Given problem:
Your task is to return the line containing "Locate the chair" plus every line after it, exactly and with nothing added.

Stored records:
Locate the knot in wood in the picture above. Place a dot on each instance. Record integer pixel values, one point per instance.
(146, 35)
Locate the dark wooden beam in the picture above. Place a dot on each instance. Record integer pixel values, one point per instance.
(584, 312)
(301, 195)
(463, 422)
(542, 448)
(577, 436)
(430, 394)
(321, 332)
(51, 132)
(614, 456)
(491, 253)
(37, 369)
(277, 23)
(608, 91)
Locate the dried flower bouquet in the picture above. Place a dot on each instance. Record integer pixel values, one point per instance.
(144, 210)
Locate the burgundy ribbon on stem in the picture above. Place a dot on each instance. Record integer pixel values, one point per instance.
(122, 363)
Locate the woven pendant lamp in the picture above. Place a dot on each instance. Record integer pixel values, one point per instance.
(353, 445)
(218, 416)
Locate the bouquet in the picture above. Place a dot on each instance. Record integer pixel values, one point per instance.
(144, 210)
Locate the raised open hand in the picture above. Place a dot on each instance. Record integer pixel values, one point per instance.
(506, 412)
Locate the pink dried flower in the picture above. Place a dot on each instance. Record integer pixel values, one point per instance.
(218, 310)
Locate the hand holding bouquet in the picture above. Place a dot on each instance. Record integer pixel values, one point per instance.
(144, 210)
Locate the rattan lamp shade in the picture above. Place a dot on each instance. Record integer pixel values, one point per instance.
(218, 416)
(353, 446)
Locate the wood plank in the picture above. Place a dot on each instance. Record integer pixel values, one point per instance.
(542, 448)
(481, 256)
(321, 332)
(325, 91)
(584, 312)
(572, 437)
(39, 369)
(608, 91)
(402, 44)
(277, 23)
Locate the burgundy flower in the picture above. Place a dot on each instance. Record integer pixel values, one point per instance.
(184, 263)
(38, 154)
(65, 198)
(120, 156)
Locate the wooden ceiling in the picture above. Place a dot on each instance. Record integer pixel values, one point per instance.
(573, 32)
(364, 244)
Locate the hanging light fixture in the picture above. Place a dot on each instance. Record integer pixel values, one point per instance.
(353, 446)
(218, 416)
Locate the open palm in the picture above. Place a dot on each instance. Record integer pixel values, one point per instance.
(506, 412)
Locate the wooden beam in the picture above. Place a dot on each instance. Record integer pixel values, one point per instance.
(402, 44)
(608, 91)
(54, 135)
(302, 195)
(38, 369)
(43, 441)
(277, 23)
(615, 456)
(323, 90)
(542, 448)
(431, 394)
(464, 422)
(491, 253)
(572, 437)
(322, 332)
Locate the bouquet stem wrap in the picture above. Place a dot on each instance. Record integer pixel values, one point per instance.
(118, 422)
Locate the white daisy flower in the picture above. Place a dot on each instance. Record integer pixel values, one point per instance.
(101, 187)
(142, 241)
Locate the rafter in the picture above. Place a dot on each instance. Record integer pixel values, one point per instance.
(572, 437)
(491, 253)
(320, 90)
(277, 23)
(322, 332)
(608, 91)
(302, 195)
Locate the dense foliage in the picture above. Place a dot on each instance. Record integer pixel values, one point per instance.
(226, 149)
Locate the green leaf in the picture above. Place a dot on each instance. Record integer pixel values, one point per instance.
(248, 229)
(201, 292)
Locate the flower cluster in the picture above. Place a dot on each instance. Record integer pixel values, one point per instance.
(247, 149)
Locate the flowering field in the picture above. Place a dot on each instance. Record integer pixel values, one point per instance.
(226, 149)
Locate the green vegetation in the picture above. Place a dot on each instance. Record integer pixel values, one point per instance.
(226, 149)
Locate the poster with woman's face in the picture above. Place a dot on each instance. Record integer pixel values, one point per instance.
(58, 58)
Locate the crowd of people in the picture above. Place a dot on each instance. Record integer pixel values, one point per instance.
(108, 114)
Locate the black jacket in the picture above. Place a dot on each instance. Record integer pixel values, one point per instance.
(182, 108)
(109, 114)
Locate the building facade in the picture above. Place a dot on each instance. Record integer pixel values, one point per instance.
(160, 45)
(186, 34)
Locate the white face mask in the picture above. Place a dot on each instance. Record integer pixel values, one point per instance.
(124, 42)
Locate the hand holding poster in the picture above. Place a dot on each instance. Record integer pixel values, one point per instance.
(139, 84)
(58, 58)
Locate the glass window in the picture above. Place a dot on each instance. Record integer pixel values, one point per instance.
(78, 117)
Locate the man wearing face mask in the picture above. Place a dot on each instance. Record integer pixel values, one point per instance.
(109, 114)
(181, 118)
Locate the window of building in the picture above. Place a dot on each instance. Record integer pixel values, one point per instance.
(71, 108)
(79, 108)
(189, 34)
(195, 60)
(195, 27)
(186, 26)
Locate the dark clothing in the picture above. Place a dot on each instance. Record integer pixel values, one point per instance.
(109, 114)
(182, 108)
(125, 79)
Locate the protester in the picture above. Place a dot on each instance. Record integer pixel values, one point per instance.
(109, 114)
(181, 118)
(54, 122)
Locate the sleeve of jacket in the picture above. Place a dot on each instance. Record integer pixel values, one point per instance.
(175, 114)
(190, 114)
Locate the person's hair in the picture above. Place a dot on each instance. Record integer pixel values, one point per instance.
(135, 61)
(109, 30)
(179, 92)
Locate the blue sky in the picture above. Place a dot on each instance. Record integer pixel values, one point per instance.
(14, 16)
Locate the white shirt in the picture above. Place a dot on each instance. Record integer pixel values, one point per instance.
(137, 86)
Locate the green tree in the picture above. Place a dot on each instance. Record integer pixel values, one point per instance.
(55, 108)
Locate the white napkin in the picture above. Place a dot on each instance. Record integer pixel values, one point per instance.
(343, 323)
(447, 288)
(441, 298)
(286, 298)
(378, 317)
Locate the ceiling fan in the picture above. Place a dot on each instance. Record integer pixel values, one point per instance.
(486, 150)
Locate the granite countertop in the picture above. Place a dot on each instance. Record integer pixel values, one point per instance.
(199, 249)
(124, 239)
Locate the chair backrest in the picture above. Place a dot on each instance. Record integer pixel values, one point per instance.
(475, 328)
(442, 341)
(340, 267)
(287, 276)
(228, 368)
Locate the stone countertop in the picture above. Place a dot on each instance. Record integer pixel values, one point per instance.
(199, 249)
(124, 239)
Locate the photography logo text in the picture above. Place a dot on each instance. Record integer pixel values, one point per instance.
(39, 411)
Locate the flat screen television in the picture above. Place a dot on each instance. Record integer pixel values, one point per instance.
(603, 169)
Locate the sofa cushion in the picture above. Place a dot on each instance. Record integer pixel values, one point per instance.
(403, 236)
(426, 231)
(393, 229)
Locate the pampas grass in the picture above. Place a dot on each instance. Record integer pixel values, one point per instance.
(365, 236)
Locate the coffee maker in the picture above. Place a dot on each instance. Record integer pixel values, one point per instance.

Task solution:
Locate the chair backrest in the picture above. Place a dot on each instance. Record integer pixel values, one point per instance.
(475, 328)
(442, 341)
(340, 267)
(287, 276)
(228, 368)
Locate the stone countertop in the picture above. Place a dot on each instance. Record integer pixel values, one point per instance.
(199, 249)
(124, 239)
Locate the photography logo text in the picture above. Place a dot on each instance. Record integer pixel values, one point per instance.
(39, 411)
Locate the flat screen television in the picture above. Place a dot on each instance. Record integer pixel values, one point per instance.
(603, 169)
Locate the sofa cushion in the picture above. Place a dot on each instance. Record integer pixel values, one point per instance.
(403, 236)
(426, 231)
(393, 229)
Locate the pampas grass in the picture above. Place a dot on each instance. Record integer pixel values, one point per instance.
(365, 236)
Locate the coffee maker in the picture above. Place a dot on each instance. Record integer pixel values, one point per instance.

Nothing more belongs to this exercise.